_What is required_. Count the lines in the material below that contain the string "garage", treating uppercase and lowercase as different, and give only the number.

_Records for the task_.
+ + + +

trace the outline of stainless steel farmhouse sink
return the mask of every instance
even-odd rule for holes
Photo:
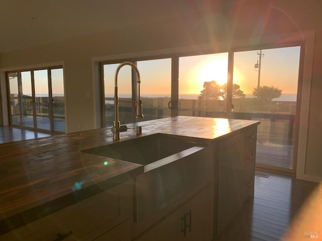
[[[134,188],[134,219],[139,222],[210,180],[212,149],[194,140],[158,133],[82,151],[144,166]]]

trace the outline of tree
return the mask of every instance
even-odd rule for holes
[[[255,98],[270,101],[278,98],[281,94],[282,90],[273,86],[260,86],[258,88],[254,88],[253,91],[253,95],[255,96]]]
[[[222,95],[222,98],[226,99],[226,90],[227,84],[223,84],[222,85],[222,88],[225,90],[224,94]],[[240,86],[237,84],[232,84],[232,98],[245,98],[245,94],[244,93],[244,91],[240,89]]]
[[[226,90],[223,89],[222,86],[218,84],[215,80],[205,81],[203,83],[203,89],[200,91],[198,99],[207,100],[220,99]]]
[[[219,84],[215,80],[206,81],[203,83],[203,89],[198,96],[198,99],[226,99],[227,96],[227,84]],[[245,98],[245,94],[237,84],[232,85],[232,97]]]

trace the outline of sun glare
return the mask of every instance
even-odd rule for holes
[[[199,72],[200,84],[215,80],[219,84],[227,82],[227,62],[226,59],[217,59],[205,64]]]

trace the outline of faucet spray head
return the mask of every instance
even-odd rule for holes
[[[141,98],[138,97],[136,101],[136,118],[143,118],[144,116],[142,111],[142,101]]]

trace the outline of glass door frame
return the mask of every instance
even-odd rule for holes
[[[6,77],[7,80],[7,102],[8,103],[8,113],[9,113],[9,125],[12,126],[15,126],[20,128],[22,128],[27,130],[30,130],[32,131],[36,131],[42,132],[47,133],[60,133],[63,134],[64,132],[57,131],[54,130],[54,119],[53,119],[53,98],[52,97],[52,80],[51,80],[51,70],[56,69],[63,69],[62,66],[52,66],[47,68],[37,68],[29,69],[23,69],[19,70],[13,70],[6,72]],[[37,70],[47,70],[47,84],[48,87],[48,118],[49,120],[49,129],[42,129],[39,128],[37,126],[37,119],[36,119],[36,94],[35,94],[35,78],[34,73],[34,71]],[[22,112],[21,112],[21,103],[20,103],[22,101],[22,77],[21,73],[23,72],[30,71],[31,73],[31,86],[32,86],[32,102],[33,102],[33,119],[34,123],[34,127],[30,127],[24,126],[23,125],[22,120]],[[12,73],[17,73],[18,78],[18,102],[20,104],[20,125],[17,125],[13,124],[12,116],[11,114],[11,111],[10,111],[10,89],[9,84],[9,74]]]
[[[294,142],[293,160],[292,169],[278,167],[276,166],[256,163],[257,168],[263,169],[269,169],[270,170],[278,172],[285,172],[295,174],[296,173],[297,152],[298,149],[298,137],[299,132],[300,114],[301,113],[301,96],[302,92],[302,84],[303,78],[303,69],[305,53],[305,43],[303,41],[296,41],[289,43],[266,44],[263,45],[252,46],[242,48],[233,48],[231,51],[228,52],[228,79],[227,83],[227,95],[230,95],[229,98],[227,98],[226,113],[227,118],[233,118],[234,114],[231,111],[232,106],[232,84],[233,77],[233,57],[234,53],[236,52],[247,51],[257,50],[260,49],[269,49],[275,48],[282,48],[290,47],[300,47],[300,59],[299,63],[298,77],[297,80],[297,91],[296,95],[296,107],[295,110],[295,117],[294,122]]]

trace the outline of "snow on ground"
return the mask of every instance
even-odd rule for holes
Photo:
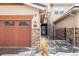
[[[49,56],[79,56],[79,48],[74,47],[65,40],[52,40],[48,43]],[[5,50],[4,50],[5,51]],[[11,50],[10,52],[12,52]],[[16,51],[17,52],[17,51]],[[1,52],[0,52],[1,53]],[[39,52],[38,46],[32,48],[24,48],[18,53],[14,54],[4,54],[2,56],[42,56]]]

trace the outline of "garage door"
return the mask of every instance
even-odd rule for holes
[[[31,20],[1,20],[0,47],[30,47]]]

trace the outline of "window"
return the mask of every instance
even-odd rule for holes
[[[19,25],[20,25],[20,26],[28,26],[28,25],[30,25],[30,22],[29,22],[29,21],[21,21],[21,22],[19,23]]]
[[[4,22],[4,24],[6,26],[14,26],[15,22],[13,22],[13,21],[6,21],[6,22]]]

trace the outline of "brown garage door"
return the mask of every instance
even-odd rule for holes
[[[31,20],[1,20],[0,47],[30,47]]]

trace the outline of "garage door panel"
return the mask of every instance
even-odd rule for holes
[[[15,26],[6,26],[0,21],[0,47],[31,46],[31,21],[28,26],[20,26],[20,21],[14,21]]]

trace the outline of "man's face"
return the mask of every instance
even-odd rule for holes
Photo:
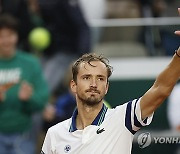
[[[92,61],[91,65],[84,62],[79,66],[77,82],[71,82],[72,91],[76,94],[77,101],[89,106],[102,101],[108,90],[107,68],[100,61]]]
[[[0,29],[0,56],[11,57],[16,48],[18,35],[15,31],[9,28]]]

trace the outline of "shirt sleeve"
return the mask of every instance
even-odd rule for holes
[[[52,134],[50,133],[50,129],[49,129],[44,139],[41,154],[54,154],[53,149],[54,148],[53,148]]]
[[[130,101],[126,107],[125,126],[132,134],[149,125],[153,118],[153,114],[145,119],[141,118],[140,100],[141,98]]]

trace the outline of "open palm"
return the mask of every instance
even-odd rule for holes
[[[178,12],[179,12],[179,15],[180,15],[180,8],[178,8]],[[175,34],[180,36],[180,30],[175,31]]]

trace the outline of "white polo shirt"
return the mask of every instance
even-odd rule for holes
[[[134,134],[149,125],[152,117],[141,120],[140,99],[115,109],[103,105],[83,130],[77,130],[77,110],[72,118],[51,127],[45,137],[42,154],[130,154]]]

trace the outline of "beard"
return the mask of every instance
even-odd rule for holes
[[[104,96],[100,95],[99,97],[96,97],[92,94],[89,97],[87,97],[85,95],[77,94],[77,97],[83,104],[86,104],[87,106],[95,106],[102,101]]]

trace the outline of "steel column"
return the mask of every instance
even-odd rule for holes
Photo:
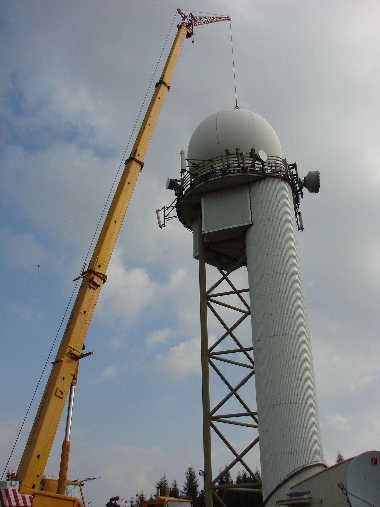
[[[199,302],[201,314],[201,362],[203,414],[203,459],[204,460],[205,505],[212,507],[212,470],[211,468],[211,436],[210,426],[210,383],[208,372],[208,333],[207,299],[206,284],[205,244],[202,232],[202,211],[198,211],[198,245],[199,248]]]

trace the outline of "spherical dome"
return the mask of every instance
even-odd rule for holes
[[[228,148],[256,153],[263,150],[269,156],[281,156],[277,134],[258,115],[244,109],[219,111],[204,120],[194,131],[187,149],[187,158],[205,159],[220,157]]]

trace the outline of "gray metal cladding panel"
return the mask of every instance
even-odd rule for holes
[[[246,248],[265,497],[324,458],[291,189],[267,178],[250,193]]]
[[[251,223],[249,188],[239,185],[206,192],[202,196],[204,233]]]

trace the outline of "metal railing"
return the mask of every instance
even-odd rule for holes
[[[253,148],[248,152],[242,151],[239,148],[230,152],[227,149],[221,156],[209,160],[185,160],[186,164],[182,165],[181,169],[180,179],[173,180],[177,182],[174,187],[175,199],[169,206],[164,206],[161,210],[157,210],[160,227],[164,227],[168,220],[178,217],[182,225],[186,229],[189,228],[181,219],[181,205],[188,192],[197,186],[216,178],[247,174],[259,179],[268,177],[281,178],[290,184],[297,225],[298,230],[302,230],[298,222],[298,208],[299,196],[303,198],[303,196],[295,162],[289,164],[286,159],[275,156],[267,157],[264,160],[259,158]],[[162,224],[159,211],[163,210],[164,222]]]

+ + + +

_Solution to this task_. 3